# [The problem]
In the data that follows, how many lines include the string "suit"? Answer with the number alone.

(Input data begins)

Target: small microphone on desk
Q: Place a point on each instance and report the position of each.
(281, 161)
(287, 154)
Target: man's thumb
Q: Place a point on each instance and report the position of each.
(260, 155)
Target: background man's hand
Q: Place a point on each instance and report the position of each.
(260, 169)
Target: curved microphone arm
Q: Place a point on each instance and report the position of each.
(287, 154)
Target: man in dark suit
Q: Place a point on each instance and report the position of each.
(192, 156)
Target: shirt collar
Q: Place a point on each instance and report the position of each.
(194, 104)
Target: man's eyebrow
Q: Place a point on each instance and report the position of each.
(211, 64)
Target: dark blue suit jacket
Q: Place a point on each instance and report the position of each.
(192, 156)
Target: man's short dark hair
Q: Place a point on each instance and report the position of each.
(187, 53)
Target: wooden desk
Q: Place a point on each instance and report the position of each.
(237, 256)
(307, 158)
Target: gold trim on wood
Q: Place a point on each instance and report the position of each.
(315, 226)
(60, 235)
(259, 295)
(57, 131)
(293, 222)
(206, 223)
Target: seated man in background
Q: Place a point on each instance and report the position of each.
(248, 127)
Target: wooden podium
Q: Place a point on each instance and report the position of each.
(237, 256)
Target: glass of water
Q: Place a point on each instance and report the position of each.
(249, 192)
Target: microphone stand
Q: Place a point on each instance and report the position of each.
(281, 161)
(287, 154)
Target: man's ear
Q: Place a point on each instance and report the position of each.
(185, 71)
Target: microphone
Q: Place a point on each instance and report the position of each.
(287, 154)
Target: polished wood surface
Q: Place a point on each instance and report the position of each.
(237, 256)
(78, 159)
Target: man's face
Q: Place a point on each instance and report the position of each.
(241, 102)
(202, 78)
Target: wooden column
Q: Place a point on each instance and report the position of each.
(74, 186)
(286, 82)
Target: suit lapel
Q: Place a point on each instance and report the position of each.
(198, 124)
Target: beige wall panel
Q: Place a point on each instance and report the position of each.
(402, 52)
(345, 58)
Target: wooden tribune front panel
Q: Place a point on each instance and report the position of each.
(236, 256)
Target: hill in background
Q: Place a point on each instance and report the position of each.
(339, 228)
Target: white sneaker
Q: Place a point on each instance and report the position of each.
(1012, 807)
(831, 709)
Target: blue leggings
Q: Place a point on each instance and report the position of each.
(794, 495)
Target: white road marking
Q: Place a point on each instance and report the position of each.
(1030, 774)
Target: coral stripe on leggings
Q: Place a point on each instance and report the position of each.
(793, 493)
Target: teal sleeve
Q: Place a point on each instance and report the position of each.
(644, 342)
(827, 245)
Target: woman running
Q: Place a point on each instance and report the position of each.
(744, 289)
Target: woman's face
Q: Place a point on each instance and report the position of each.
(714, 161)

(Input data ends)

# [Response to the exercise]
3